WHAT YOU ARE ASKED TO DO. Rewrite the lines from the line with "group of people" to the end of the lines, requests included, with every coordinate in the answers scaled by 1.6 and rounded to a whole number, halves rounding up. Leave the pictures out.

EXCERPTED DATA.
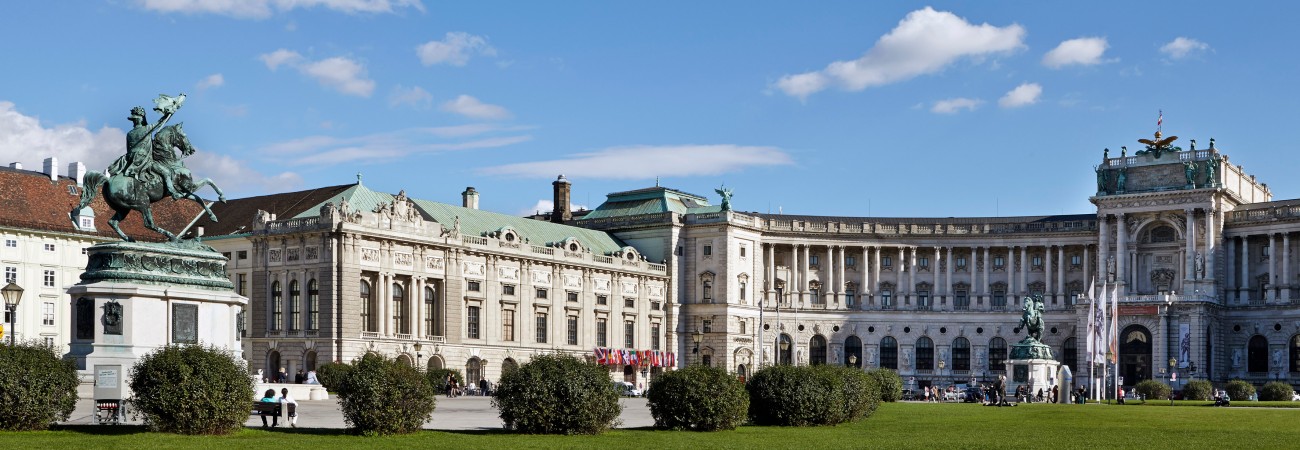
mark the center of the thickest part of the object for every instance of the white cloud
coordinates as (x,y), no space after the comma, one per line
(321,150)
(211,81)
(1082,51)
(415,96)
(926,40)
(649,161)
(24,139)
(338,73)
(265,8)
(544,206)
(471,107)
(1022,95)
(954,105)
(454,50)
(1183,47)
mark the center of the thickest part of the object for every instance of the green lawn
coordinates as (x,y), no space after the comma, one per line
(896,425)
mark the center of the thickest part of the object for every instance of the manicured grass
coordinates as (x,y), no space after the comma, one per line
(896,425)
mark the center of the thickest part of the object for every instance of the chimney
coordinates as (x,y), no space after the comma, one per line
(51,168)
(469,198)
(77,172)
(562,213)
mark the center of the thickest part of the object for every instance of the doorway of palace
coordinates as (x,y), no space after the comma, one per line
(1135,360)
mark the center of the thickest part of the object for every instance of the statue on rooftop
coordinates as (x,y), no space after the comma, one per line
(150,171)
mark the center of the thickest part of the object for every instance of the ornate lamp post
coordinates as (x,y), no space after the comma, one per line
(12,297)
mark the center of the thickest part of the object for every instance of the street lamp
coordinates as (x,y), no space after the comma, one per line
(12,297)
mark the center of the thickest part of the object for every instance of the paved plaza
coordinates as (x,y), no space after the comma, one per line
(451,414)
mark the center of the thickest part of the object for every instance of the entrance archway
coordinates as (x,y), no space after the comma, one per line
(1135,360)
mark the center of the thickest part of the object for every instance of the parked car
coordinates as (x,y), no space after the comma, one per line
(627,389)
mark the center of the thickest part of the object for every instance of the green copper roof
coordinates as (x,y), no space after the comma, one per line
(651,200)
(477,221)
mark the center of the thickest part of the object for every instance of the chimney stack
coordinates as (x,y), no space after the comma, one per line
(51,168)
(562,212)
(469,198)
(77,171)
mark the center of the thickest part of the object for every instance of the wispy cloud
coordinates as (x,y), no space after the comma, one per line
(337,73)
(1183,47)
(265,8)
(1022,95)
(323,150)
(649,161)
(472,108)
(455,48)
(954,105)
(1082,51)
(209,82)
(924,42)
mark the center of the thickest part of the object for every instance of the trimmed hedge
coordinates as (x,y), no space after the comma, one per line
(332,373)
(1239,390)
(558,394)
(382,396)
(1153,390)
(1275,392)
(1199,390)
(889,383)
(37,388)
(191,389)
(698,398)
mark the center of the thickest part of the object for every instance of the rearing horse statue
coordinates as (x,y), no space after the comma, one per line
(125,194)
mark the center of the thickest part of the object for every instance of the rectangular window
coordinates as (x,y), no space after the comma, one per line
(629,333)
(507,325)
(541,327)
(47,314)
(472,321)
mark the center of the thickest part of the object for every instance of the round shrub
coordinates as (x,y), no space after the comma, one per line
(1153,390)
(438,379)
(796,396)
(558,394)
(1199,390)
(382,396)
(37,388)
(332,373)
(889,383)
(1275,392)
(191,389)
(1239,390)
(698,398)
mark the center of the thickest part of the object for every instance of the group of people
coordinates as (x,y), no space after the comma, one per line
(286,402)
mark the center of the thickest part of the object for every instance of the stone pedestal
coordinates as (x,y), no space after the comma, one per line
(138,297)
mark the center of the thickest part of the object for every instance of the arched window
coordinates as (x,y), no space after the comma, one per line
(997,355)
(924,354)
(889,353)
(277,306)
(1257,354)
(961,354)
(367,307)
(294,307)
(430,312)
(817,350)
(313,306)
(399,324)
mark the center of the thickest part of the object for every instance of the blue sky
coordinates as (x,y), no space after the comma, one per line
(853,108)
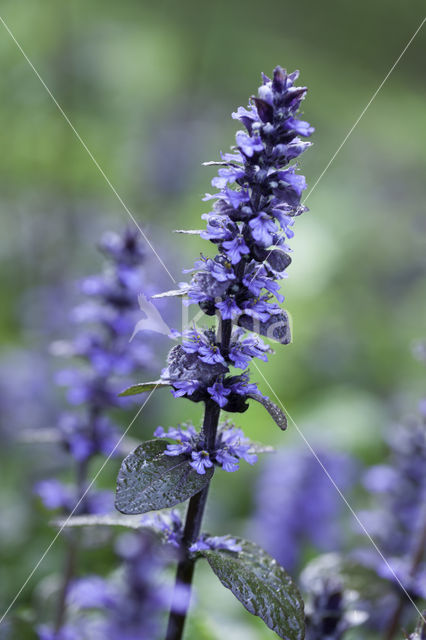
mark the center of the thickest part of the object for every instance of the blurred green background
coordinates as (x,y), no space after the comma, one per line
(150,88)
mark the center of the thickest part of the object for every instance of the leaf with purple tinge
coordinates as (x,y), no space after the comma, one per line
(174,293)
(274,411)
(262,586)
(148,480)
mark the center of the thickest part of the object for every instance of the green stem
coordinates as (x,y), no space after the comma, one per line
(71,552)
(194,515)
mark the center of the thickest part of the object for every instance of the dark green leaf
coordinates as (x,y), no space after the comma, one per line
(149,480)
(258,447)
(275,412)
(262,586)
(276,328)
(142,387)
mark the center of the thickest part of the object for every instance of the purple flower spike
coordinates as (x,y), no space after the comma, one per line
(200,461)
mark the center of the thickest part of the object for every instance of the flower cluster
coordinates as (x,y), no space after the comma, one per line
(330,609)
(231,445)
(125,607)
(297,504)
(398,522)
(100,356)
(257,200)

COMPLETED EXERCISE.
mark the center of the thickest part of the object for every instance of the group of people
coordinates as (x,y), no space after the comma, one per line
(458,643)
mark the center of the thickest part of the object for every instance of the stone pedestal
coordinates as (x,y), no space after the comma, one per line
(221,475)
mark the center of the thickest part of the object for every instance of the arched window
coordinates as (x,y), no space after the comma, one per line
(1595,568)
(1478,566)
(1422,565)
(443,490)
(2011,566)
(1538,566)
(587,491)
(470,491)
(688,499)
(1307,560)
(501,490)
(638,518)
mark the center of the thickest part of the object for every instance of the blue sky
coordinates as (x,y), no space after the comma, one per line
(1365,173)
mark the center of the thickest part of the object for every instance of the blurred green background
coordinates as (x,y), no space after the comma, one per line
(240,141)
mark the center of the thickest part of the object for every instance of the leaf with purple tinge
coordinates as (x,y), no space after the comma, one per line
(278,469)
(438,658)
(419,938)
(237,768)
mark the center of the thickest part of the object for every instance of the green stem
coordinates as (x,y), no space after the comma, one per line
(114,883)
(310,824)
mark the center of the thickest part of the object for every instance of the dark green leaf
coordinates as (x,y), no space after the comma, one per line
(238,768)
(413,715)
(440,659)
(419,938)
(442,525)
(227,619)
mark the center of the thickest part of the object for every instance of the purple flower spike
coordinates as (x,y), no space after the comma, one per line
(320,738)
mark the center of the thickest part of the object for every instance of the flower cluster
coordinates as (x,y), no space after the comma, one per line
(528,974)
(370,712)
(200,971)
(475,806)
(637,835)
(160,570)
(411,320)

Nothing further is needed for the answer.